Point annotation dataset records
######
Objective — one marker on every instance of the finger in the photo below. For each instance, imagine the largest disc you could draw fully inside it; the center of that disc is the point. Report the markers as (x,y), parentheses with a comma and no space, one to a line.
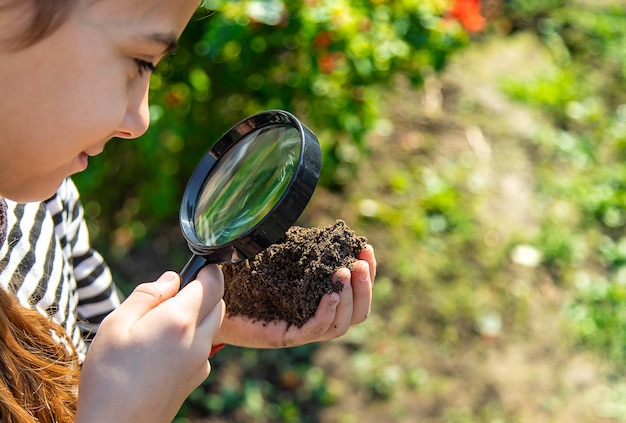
(210,325)
(362,292)
(367,254)
(343,316)
(147,296)
(200,296)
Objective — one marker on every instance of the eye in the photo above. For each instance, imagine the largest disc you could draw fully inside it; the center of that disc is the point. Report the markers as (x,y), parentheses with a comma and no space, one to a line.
(145,66)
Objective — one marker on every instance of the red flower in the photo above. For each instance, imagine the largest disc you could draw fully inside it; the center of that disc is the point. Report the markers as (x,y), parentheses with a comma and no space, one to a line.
(467,12)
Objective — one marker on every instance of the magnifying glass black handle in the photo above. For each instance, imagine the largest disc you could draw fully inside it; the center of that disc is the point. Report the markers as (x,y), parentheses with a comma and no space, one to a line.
(191,269)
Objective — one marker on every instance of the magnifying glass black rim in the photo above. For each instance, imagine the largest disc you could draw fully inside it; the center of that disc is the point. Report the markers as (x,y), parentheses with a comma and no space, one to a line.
(282,216)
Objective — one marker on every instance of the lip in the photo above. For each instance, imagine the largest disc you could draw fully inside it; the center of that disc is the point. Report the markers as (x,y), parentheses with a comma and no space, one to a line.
(83,160)
(93,151)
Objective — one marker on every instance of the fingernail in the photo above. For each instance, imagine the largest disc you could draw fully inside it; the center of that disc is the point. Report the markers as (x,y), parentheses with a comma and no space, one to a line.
(168,277)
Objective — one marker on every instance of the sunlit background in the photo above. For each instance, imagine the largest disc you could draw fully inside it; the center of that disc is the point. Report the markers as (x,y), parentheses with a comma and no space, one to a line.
(479,147)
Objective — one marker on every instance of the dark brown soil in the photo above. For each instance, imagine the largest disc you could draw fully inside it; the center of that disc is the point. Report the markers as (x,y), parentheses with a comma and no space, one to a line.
(288,279)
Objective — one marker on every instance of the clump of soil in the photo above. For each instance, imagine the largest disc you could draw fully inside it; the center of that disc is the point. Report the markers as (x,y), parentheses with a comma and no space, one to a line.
(288,279)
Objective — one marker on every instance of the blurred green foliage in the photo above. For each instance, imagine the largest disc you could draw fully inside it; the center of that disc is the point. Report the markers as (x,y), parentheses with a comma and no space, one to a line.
(331,62)
(326,61)
(583,167)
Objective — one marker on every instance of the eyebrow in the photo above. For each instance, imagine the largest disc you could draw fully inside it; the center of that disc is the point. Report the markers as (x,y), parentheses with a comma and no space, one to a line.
(167,40)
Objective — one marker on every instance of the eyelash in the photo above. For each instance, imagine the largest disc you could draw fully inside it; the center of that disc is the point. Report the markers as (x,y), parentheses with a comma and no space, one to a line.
(145,66)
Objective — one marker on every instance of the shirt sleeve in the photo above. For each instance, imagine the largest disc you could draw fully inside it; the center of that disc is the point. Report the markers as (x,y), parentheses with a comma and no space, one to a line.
(97,294)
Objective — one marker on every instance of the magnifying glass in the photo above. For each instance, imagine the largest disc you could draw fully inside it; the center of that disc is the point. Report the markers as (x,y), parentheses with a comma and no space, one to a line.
(248,189)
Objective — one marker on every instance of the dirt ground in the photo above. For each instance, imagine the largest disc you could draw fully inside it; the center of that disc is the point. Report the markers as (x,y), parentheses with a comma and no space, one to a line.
(528,376)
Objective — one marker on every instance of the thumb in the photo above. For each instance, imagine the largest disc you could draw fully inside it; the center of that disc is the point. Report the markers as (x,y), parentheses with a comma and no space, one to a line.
(148,296)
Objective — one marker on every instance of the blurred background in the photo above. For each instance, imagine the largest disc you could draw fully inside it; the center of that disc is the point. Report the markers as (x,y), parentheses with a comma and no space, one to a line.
(479,146)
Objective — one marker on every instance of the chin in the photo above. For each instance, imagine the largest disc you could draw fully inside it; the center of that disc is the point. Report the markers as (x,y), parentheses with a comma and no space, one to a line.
(31,193)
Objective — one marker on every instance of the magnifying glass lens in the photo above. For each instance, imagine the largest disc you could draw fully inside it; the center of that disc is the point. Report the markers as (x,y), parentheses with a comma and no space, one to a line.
(246,184)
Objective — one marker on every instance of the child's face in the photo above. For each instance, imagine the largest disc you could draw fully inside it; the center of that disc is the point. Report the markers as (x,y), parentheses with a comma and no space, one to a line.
(63,98)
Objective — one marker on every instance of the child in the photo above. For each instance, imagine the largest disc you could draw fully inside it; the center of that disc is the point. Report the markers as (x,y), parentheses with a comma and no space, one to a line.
(74,74)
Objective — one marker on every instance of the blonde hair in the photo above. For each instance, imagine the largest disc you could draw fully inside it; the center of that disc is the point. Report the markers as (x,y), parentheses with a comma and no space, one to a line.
(38,365)
(42,17)
(38,373)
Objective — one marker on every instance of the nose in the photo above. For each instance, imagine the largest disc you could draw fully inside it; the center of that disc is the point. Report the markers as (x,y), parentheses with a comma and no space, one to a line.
(137,117)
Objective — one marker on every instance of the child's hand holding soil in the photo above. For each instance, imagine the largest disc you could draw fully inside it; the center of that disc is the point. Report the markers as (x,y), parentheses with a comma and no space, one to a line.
(287,281)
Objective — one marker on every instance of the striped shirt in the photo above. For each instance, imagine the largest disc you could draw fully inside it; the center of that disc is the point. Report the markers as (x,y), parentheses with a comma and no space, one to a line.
(48,264)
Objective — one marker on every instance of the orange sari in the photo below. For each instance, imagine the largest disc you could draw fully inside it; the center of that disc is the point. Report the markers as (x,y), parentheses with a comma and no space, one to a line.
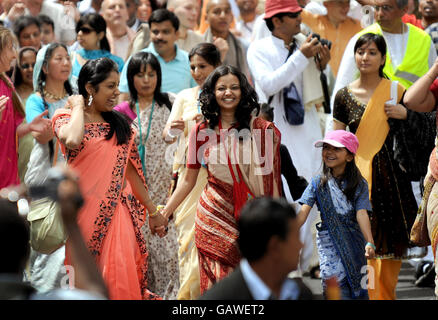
######
Goal of the exercise: From the rows above, pick out every line that contains the word "soil" and copy each one in full.

Output:
Objective — one marker on every instance of the dark brown soil in the photo above. For each instance, imagine the largest disc you could draw fully inside it; the center of that disc is the point. Report the markers as (x,y), parentheses with a comma and no space, one to a line.
Objective — one marker on every instance of the clump of soil in the photo above. For each instance, imagine the largest disc you could draw fully inside it; the center of that disc is the point. Report the markers as (x,y), parentheses with a comma and no space, one to a line.
Objective — one marker on every instance of the child's hand holding soil in the photo above. For each instance, imagine the largest disc you could draw fully inside it; the center of that disc is the point. Report the markers as (x,y), parentheses with a comma and no space, one to a line.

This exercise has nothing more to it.